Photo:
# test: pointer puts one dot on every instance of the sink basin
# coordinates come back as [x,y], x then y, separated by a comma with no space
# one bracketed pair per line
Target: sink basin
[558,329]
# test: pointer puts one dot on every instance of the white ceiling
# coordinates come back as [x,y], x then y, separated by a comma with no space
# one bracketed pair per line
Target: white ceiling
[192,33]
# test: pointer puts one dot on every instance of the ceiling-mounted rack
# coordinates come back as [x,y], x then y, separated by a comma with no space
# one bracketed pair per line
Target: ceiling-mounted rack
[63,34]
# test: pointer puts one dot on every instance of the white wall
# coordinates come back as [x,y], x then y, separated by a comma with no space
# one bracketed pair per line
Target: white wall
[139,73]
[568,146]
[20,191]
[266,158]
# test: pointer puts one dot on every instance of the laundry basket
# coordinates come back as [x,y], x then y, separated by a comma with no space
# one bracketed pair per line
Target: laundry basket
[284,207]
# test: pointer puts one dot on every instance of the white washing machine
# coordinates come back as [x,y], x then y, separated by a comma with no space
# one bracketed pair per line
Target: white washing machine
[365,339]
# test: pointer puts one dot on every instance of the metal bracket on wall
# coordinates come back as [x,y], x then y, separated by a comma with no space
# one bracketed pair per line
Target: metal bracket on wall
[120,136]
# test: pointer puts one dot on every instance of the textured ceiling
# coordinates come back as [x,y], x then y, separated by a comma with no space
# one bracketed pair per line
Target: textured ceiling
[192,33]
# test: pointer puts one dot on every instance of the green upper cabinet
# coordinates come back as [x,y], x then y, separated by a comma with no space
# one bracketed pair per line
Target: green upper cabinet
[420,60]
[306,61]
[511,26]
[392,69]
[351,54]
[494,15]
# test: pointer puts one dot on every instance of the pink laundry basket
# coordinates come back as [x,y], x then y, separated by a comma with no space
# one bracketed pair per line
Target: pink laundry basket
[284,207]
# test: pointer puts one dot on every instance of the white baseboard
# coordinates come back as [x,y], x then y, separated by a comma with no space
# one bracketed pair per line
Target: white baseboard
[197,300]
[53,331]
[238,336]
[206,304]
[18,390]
--------
Problem statement
Copy exactly the lines from the top of the entries through the line with "the pink laundry basket" in it, please, keeping both ends and adding nothing.

Response to the exercise
Photo:
# test: pointer puts one dot on every instance of the sink basin
# coordinates come back as [x,y], x then y, separated by a comma with no space
# one bracketed pair per line
Target: sink basin
[558,329]
# test: pointer puts one dot on every instance of the white ceiling
# coordinates come back as [x,y], x then y, separated by a comma with no space
# one bracketed pair per line
Target: white ceiling
[192,33]
# test: pointer puts one dot on every instance of the ceiling-mounted rack
# coordinates come back as [x,y], x then y, separated by a comma with no space
# one bracketed pair per line
Target: ceiling-mounted rack
[63,34]
# test: pointer puts one dot on every instance of the white wall
# coordinates come back as [x,y], x then y, separated by a comma with no space
# one bracketed pair per line
Target: white wall
[139,73]
[568,146]
[20,191]
[266,158]
# test: pointer puts one dot on every instance of the laundry basket
# coordinates come back as [x,y], x then y, separated by a comma with no space
# one bracketed pair per line
Target: laundry basket
[284,207]
# test: pointer puts one dot on every instance of the white washing machine
# coordinates come back as [x,y], x then y, separated by a comma with no space
# one bracketed pair per line
Target: white washing machine
[365,339]
# test: pointer puts one dot on every instance of the metal bracket on wall
# coordinates come back as [x,y], x then y, separated by a comma with no space
# one bracketed pair per line
Target: metal bracket on wall
[120,136]
# test: pointer puts one dot on every instance of the textured ceiling
# coordinates come back as [x,y], x then y, separated by a comma with no space
# one bracketed pair per line
Target: textured ceiling
[192,33]
# test: pointer puts one dot on every instance of the green upper cabinet
# coordinates come back as [x,y], x then y, separated by a comma with no space
# one bracketed pair per line
Target: green upper cabinet
[420,60]
[306,61]
[511,26]
[392,69]
[351,54]
[494,15]
# test: pointer puts one dot on every instance of the pink laundry basket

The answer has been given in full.